--- ФРАГМЕНТ ДОКУМЕНТА ---
У организаций целей нет. Цели есть только у людей. Поэтому организации слепы. Организации оформляют цели определенных групп людей.
Итак, объект каждый раз выделяется в предметных структурах за счет соответствующих схематизмов. ????

Зависимость инструментария управленца от его целеполагания.

И последний тезис перед перерывом. Смотрите, что я показывал. Если человек принимает позицию организатора административных структур, ему нужны одни представления и одна техника, ему понадобятся соответствующие схемы, и он должен сам их организовать и выделить объект, пройдя весь этот путь: выйдя из ситуации, проанализировав функции места, а потом определившись в своем отношении к организации как к объекту. Для перестройки административного аппарата нужна иная техника работы, а если вы вошли в это место и решили функционировать в нем, выполнять обязанности начальника как руководителя, то вам нужно совсем другое представление и другая техника работы. Если же вы решили развивать ваше строительство, выступить в роли управляющего, вам нужна смена целей, четкая фиксация новых целей и самосознание: «я буду развивать». И для этого также нужны другие схемы, другие техники. Такими техниками являются, в частности, техники системного и системодеятельностного анализа.


«Элементы системного анализа».


Часть 1. История системного движения.

Часть 2. Основные категории системного анализа.

1949-1950 годах -  точка возникновения системного движения.

Предыстория возникновения системного движения.
Два человека и их работы: Кондильяк и Лейбниц.
«Работы аббата Кондильяка показали, что все дело - в хорошо построенном языке. Язык должен быть таким, чтобы он просто и отчетливо отображал отношения вещей. Когда у нас есть такой язык, то мы можем знать, что происходит в мире. Поэтому мы решили каждую часть вещества обозначить своим особым именем, дать ей соответствующий знак». (Лавуазье)
Кондилья начертил программу построения химии.
В «Трактате о системах» Кондильяк обсуждал проблему системности знания. Он показал, что знание всегда образует систему. Оно всегда не-одиночно, не вырвано из контекста, всегда есть многочисленные связи с другими знаниями.
--- СОДЕРЖИМОЕ НАБОРА ДАННЫХ ---
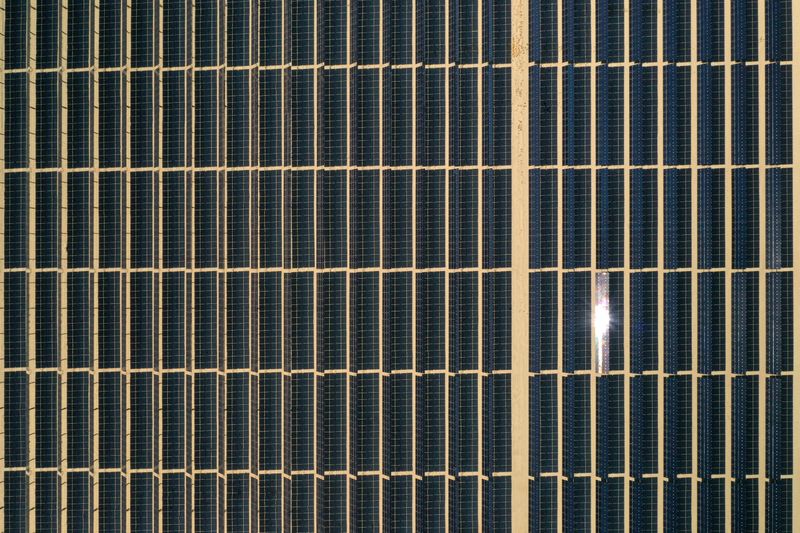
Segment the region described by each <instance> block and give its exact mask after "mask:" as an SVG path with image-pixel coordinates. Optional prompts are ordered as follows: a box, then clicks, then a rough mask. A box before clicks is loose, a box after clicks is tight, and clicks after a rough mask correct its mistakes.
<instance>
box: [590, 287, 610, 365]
mask: <svg viewBox="0 0 800 533" xmlns="http://www.w3.org/2000/svg"><path fill="white" fill-rule="evenodd" d="M594 301H595V306H594V338H595V357H594V367H595V370H596V371H597V372H599V373H601V374H602V373H605V372H607V371H608V370H609V345H608V330H609V329H610V327H611V309H610V306H609V302H608V272H598V273H597V274H595V278H594Z"/></svg>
---
Перепишите слово в слово отрезок фрагмента от слов «Часть 1. История» до слов «с другими знаниями.» включительно. Опирайтесь только на фрагмент.

(ПИСЬМЕННЫЙ ОТВЕТ)
Часть 1. История системного движения.

Часть 2. Основные категории системного анализа.

1949-1950 годах -  точка возникновения системного движения.

Предыстория возникновения системного движения.
Два человека и их работы: Кондильяк и Лейбниц.
«Работы аббата Кондильяка показали, что все дело - в хорошо построенном языке. Язык должен быть таким, чтобы он просто и отчетливо отображал отношения вещей. Когда у нас есть такой язык, то мы можем знать, что происходит в мире. Поэтому мы решили каждую часть вещества обозначить своим особым именем, дать ей соответствующий знак». (Лавуазье)
Кондилья начертил программу построения химии.
В «Трактате о системах» Кондильяк обсуждал проблему системности знания. Он показал, что знание всегда образует систему. Оно всегда не-одиночно, не вырвано из контекста, всегда есть многочисленные связи с другими знаниями.